** begin EXTRACTED ENTRIES **

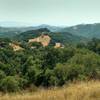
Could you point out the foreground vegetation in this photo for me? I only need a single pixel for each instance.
(73, 91)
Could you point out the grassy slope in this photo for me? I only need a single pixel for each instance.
(77, 91)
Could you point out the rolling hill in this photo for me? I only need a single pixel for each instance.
(62, 37)
(85, 30)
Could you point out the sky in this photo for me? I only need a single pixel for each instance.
(52, 12)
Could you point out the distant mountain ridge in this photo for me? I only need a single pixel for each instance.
(85, 30)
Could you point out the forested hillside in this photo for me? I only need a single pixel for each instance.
(25, 65)
(85, 30)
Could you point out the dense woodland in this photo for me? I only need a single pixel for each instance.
(47, 66)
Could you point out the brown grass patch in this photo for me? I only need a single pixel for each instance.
(76, 91)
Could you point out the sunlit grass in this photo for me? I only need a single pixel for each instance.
(75, 91)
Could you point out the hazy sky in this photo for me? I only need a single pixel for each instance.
(53, 12)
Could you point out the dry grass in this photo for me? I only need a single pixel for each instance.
(76, 91)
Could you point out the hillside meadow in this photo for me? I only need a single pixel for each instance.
(74, 91)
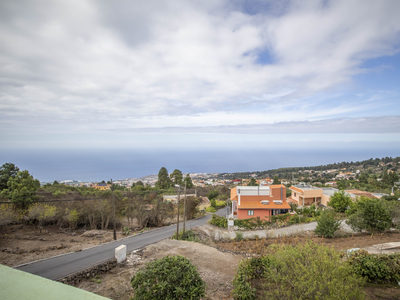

** end EXTRACTED ENTRIES **

• [EXERCISE]:
Reproduce all of the items above with their requests, adding -9 to both the x and y value of every coordinate pair in the answers. Leave out the pictures.

• [WRITTEN RESPONSE]:
Could you point out the foreground vegetation in this photo for me? I only need a single pixel for each instance.
(64, 82)
Could you point out the grassy slope in this photo for me? I only need a single pixel for each instance.
(68, 82)
Could you point out the rolling hill in this photo for me? I only need a single pixel for each instance.
(53, 28)
(76, 21)
Could you point out the sky in this photo for me? I only need a single pixel for each instance.
(43, 3)
Could you point out the distant mountain ridge in this photo for me? I only need a single pixel for each instance.
(76, 21)
Could you point out the forested hillside in this photo for me? I only need a single pixel for each instance.
(16, 56)
(76, 21)
Could you point out the dense woodland in this photo for me? I only need a single pixel for each instance.
(38, 57)
Could you point out the brown grass patch in this photo for me? I only need a single pixel for each instance.
(67, 82)
Could you point out the sunlit grass in this photo for me? I only need a single pixel for each instance.
(66, 82)
Could you point out the hazy sky in this photo for me? I only need a single pixel for each instance.
(44, 3)
Could you point out the dry grass in this photo for me? I only need a single pixel for each instance.
(67, 82)
Could you point out the hillside meadow in this photo for me? I only need a single pixel for each instance.
(65, 82)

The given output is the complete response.